**Exercise requirements:** Reproduce every one of the lines below without changing anything.

Saved data entries:
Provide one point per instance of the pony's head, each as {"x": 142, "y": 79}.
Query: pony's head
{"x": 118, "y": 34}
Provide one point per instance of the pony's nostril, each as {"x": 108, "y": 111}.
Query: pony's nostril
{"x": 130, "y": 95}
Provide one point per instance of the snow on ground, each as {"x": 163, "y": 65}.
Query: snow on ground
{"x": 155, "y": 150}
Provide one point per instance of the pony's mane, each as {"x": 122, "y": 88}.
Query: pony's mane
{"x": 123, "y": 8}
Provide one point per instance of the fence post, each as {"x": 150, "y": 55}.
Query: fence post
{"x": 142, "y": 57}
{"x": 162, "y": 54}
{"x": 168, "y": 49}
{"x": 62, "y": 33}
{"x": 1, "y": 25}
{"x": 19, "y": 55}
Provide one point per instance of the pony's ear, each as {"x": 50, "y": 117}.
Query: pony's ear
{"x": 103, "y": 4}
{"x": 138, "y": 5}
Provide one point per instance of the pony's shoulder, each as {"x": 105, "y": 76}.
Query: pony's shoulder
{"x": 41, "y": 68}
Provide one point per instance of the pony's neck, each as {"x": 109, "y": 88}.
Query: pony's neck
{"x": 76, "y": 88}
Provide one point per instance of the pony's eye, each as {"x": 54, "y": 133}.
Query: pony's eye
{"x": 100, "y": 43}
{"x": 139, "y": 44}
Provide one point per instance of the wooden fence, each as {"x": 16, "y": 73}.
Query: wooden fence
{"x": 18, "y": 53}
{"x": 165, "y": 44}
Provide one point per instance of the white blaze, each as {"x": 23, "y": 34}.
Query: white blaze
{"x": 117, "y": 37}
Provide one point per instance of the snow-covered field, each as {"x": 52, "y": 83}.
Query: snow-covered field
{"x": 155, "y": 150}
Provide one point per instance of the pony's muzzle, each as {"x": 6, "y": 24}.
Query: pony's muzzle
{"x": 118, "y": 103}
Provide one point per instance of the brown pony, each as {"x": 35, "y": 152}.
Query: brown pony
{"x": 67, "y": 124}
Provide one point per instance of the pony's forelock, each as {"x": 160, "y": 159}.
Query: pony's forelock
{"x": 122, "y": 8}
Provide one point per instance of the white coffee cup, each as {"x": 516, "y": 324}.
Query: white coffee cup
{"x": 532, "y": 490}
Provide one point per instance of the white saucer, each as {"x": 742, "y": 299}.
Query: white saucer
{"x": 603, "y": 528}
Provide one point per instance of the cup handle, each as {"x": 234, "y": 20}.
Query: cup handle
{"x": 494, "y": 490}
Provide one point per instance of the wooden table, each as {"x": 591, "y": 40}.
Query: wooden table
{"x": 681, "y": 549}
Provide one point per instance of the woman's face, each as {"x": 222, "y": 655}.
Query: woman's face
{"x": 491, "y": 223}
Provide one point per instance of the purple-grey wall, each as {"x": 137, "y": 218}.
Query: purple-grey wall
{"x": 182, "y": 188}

**Completed task:**
Provide one point per instance of the pony's head, each as {"x": 142, "y": 79}.
Query: pony's head
{"x": 118, "y": 34}
Provide one point per instance of the pony's nostril, each as {"x": 108, "y": 111}.
Query: pony's nostril
{"x": 130, "y": 95}
Provide one point per instance of the snow on ground, each as {"x": 163, "y": 65}.
Query: snow on ground
{"x": 155, "y": 150}
Provide one point per instance of the pony's mane, each as {"x": 122, "y": 88}.
Query: pony's mane
{"x": 123, "y": 8}
Provide one point per instance of the fence post, each as {"x": 150, "y": 55}.
Query: fence post
{"x": 142, "y": 57}
{"x": 162, "y": 54}
{"x": 168, "y": 49}
{"x": 62, "y": 33}
{"x": 1, "y": 25}
{"x": 19, "y": 55}
Provide one point per instance of the pony's ear, each as {"x": 50, "y": 117}.
Query: pony's ear
{"x": 103, "y": 4}
{"x": 138, "y": 5}
Provide one point per instance of the pony's shoulder, each as {"x": 105, "y": 76}.
Query: pony's shoulder
{"x": 41, "y": 68}
Provide one point per instance of the pony's neck, each as {"x": 109, "y": 88}.
Query: pony's neck
{"x": 76, "y": 88}
Provide one point per instance of the pony's eye, each as {"x": 54, "y": 133}.
Query: pony's eye
{"x": 100, "y": 43}
{"x": 139, "y": 44}
Provide one point per instance of the wooden fence, each as {"x": 16, "y": 73}.
Query: wooden fence
{"x": 18, "y": 53}
{"x": 165, "y": 44}
Provide one point per instance of the white blaze, each as {"x": 23, "y": 34}.
Query: white blaze
{"x": 117, "y": 37}
Provide one point per instance of the snow-covered field, each as {"x": 52, "y": 83}.
Query: snow-covered field
{"x": 155, "y": 150}
Provide one point per instance of the pony's muzzle, each as {"x": 6, "y": 24}.
Query: pony's muzzle
{"x": 118, "y": 103}
Provide one point per instance of the brown pony, each as {"x": 35, "y": 152}.
Query: brown pony
{"x": 67, "y": 124}
Provide one point per instance of the pony's forelock, each as {"x": 160, "y": 159}.
Query: pony's forelock
{"x": 122, "y": 8}
Provide one point per instance of the white coffee cup, each as {"x": 516, "y": 324}.
Query: white coffee cup
{"x": 532, "y": 490}
Provide one point per instance of the white saucer, each as {"x": 742, "y": 299}.
Query: white saucer
{"x": 603, "y": 528}
Provide one point per instance of the cup handle, each as {"x": 234, "y": 20}.
Query: cup handle
{"x": 494, "y": 490}
Provide one point per instance of the wooden table, each as {"x": 591, "y": 40}.
Query: wooden table
{"x": 681, "y": 549}
Provide one point per instance of the woman's face, each as {"x": 222, "y": 655}.
Query: woman's face
{"x": 491, "y": 223}
Provide one point per instance of the purple-grey wall, each as {"x": 137, "y": 218}.
Query: purple-grey wall
{"x": 182, "y": 188}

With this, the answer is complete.